Source records:
══════
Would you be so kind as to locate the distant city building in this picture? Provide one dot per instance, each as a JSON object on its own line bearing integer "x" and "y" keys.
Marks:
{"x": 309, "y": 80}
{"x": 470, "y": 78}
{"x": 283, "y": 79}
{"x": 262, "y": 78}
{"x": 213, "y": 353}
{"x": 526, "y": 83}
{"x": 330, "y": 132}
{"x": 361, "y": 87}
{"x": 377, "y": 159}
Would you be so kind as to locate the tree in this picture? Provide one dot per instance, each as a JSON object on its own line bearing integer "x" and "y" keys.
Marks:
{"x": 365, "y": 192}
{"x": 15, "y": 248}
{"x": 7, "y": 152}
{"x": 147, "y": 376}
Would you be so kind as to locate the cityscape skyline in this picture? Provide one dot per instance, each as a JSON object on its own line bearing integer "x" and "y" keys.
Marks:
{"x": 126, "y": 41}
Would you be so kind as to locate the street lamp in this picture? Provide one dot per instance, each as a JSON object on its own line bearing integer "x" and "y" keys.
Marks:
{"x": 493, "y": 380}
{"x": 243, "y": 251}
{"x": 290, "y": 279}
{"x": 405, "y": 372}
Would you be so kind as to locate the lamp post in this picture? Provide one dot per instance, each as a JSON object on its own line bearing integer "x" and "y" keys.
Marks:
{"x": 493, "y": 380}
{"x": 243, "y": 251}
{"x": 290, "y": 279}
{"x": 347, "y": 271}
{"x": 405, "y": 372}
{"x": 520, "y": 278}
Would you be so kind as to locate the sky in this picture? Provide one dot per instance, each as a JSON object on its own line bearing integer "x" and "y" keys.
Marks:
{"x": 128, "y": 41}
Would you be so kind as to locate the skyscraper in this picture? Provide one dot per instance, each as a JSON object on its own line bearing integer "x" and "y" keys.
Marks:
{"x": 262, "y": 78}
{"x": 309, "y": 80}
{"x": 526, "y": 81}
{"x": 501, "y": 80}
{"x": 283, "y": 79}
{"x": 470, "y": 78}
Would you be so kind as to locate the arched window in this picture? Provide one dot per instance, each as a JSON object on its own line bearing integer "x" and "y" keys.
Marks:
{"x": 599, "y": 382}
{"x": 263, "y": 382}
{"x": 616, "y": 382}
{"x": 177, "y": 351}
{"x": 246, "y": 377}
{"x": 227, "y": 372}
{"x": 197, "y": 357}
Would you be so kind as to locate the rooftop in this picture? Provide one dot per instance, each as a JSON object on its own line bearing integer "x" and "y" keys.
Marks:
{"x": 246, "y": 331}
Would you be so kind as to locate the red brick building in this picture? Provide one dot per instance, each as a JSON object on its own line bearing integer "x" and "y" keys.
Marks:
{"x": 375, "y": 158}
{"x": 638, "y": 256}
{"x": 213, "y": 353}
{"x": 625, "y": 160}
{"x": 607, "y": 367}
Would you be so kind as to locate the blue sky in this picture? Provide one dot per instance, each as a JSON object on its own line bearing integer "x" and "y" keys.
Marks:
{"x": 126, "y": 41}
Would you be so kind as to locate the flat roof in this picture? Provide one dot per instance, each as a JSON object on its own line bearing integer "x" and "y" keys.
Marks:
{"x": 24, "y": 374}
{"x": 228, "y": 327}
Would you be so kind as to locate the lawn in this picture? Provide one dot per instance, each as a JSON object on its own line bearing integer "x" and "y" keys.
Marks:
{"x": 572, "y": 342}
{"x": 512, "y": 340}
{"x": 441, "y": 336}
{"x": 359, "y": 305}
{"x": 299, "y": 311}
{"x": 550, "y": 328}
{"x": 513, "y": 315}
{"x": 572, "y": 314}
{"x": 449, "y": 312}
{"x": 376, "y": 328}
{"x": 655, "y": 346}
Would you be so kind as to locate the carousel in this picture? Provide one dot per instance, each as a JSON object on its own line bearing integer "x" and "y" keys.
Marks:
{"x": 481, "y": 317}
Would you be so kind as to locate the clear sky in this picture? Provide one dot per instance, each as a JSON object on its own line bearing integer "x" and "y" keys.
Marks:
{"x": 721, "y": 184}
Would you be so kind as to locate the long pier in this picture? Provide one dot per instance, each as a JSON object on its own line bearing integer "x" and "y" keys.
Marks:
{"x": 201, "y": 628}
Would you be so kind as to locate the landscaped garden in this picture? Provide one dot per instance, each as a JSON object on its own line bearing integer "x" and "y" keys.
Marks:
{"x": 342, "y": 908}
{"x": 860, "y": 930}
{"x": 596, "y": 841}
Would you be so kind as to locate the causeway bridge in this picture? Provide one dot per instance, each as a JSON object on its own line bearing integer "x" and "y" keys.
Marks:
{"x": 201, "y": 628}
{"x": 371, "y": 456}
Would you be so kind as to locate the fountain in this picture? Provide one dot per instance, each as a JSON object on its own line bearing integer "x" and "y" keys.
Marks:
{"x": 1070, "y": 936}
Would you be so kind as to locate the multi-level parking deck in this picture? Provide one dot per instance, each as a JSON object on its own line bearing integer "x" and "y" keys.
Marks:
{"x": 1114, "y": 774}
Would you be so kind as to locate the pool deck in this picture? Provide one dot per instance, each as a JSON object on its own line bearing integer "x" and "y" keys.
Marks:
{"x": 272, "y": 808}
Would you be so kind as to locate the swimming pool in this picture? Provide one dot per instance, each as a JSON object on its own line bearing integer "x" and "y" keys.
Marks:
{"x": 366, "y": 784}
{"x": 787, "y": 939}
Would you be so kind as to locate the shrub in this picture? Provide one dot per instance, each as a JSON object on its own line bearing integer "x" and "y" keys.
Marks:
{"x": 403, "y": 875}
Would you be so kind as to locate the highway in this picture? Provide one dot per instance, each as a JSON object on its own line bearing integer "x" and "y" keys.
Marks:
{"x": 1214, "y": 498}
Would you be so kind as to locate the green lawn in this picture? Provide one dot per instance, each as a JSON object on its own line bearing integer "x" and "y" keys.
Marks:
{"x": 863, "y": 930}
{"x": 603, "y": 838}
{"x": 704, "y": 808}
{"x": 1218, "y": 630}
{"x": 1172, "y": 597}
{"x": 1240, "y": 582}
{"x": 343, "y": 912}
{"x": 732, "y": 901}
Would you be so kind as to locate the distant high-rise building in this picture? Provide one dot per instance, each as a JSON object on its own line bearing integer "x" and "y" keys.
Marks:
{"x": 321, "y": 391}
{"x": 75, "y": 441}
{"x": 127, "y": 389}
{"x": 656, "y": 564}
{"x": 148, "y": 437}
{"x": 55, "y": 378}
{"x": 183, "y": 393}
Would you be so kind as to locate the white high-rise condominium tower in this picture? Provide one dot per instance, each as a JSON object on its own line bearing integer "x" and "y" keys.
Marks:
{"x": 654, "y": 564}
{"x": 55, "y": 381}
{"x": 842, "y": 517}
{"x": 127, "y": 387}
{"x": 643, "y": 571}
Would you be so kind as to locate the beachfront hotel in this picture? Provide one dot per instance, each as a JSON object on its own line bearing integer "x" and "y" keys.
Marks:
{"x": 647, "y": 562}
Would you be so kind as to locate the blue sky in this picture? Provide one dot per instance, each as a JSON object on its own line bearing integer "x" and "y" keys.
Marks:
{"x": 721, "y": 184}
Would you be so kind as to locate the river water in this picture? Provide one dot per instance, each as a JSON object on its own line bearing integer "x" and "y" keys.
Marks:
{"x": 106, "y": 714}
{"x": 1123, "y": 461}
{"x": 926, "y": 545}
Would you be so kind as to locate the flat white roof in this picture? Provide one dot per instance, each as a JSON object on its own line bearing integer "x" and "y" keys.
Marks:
══════
» Aim
Using the records above, please retype only the run of lines from the line holding "Would you be so kind as to locate the river" through the last line, both ends included.

» Output below
Would you be so kind as to locate the river water in this picture? Provide one dot per instance, each as a JSON object on its own line bearing integer "x" and "y" keys.
Marks:
{"x": 106, "y": 714}
{"x": 1123, "y": 461}
{"x": 926, "y": 545}
Would you be so kind as to locate the flat white roof in this picture? Provide one dot per instance, each as a JSON object on its own line bearing integer "x" and "y" keys.
Marks:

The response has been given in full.